-- START Recorded data --

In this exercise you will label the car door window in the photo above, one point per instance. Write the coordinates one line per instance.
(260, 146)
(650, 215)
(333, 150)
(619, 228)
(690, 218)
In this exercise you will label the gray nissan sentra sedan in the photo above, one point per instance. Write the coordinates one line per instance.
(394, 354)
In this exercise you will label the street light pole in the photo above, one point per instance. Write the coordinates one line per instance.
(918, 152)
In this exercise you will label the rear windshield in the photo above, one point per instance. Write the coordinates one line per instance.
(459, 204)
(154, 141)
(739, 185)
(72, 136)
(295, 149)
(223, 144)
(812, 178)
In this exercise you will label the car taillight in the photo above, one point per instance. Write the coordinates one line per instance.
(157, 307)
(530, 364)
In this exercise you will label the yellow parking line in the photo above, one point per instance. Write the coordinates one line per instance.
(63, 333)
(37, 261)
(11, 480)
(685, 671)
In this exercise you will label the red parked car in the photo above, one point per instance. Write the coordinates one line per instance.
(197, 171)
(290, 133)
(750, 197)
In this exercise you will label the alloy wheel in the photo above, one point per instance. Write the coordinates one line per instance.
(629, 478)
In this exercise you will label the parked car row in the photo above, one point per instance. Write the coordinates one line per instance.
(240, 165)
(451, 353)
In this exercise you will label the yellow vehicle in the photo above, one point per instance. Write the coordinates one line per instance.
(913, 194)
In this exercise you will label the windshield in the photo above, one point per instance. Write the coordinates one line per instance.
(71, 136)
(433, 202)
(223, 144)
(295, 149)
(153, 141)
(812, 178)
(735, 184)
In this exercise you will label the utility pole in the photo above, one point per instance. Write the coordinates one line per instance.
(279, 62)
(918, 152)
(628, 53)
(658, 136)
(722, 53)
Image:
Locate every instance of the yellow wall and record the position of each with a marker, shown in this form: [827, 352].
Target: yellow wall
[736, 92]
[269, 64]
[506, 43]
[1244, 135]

-- END Recorded data --

_What is expected:_
Copy every record above verbatim, line for line, with no changes to wording, punctuation, or coordinates.

_Answer in full:_
In this exercise you will label the car door window in the photo above, one point per instance. Write the coordinates one line per instance.
(260, 146)
(650, 215)
(333, 150)
(619, 228)
(690, 218)
In this exercise you will label the gray nissan sentra sedan in the photo above, one point per instance. Write the coordinates one line per instance.
(394, 354)
In this exercise you will label the street light pole in the photo above, one point per instance. Write the coordinates one line per instance.
(918, 152)
In this exercise you will label the rear windshield in the photo above, one point per instance. Write the coordinates one line per instance.
(459, 204)
(154, 141)
(739, 185)
(72, 136)
(295, 149)
(223, 144)
(812, 178)
In this exercise you will label the car taillight in the photo above, one point per instance. Write the coordinates one line per instance.
(157, 307)
(530, 364)
In this exercise you will label the yellow parking line in the photo above, one point per instance. Write the coordinates one line per instance.
(63, 333)
(37, 261)
(11, 480)
(685, 671)
In this exercise you will label the red parked car in the photo above, one point per instance. Write the coordinates one line per instance.
(197, 171)
(290, 133)
(750, 197)
In this exercise you will label the alloy wheel in the photo above, one point per instance. Write the coordinates one line per instance.
(629, 478)
In this exercise you will label the parked car row in the photo above, one point per instance. Write the coordinates one line per instance.
(240, 165)
(451, 353)
In this exercise you will label the yellow vehicle in the photo above, one point per instance. Write the coordinates one line per instance.
(913, 194)
In this exercise you will label the windshield in the photo above, one point per instance. Write the coordinates one line per instance.
(71, 136)
(433, 202)
(223, 144)
(295, 149)
(153, 141)
(812, 178)
(735, 184)
In this exercise you will label the utility pole in the photo above, one point per instance. Write the coordinates one line per instance.
(279, 62)
(918, 152)
(628, 53)
(658, 136)
(722, 53)
Image:
Locate every instance of the yellow wall and record the position of each with a marker, shown in this form: [827, 352].
Target: yellow wall
[736, 92]
[269, 64]
[506, 43]
[1244, 135]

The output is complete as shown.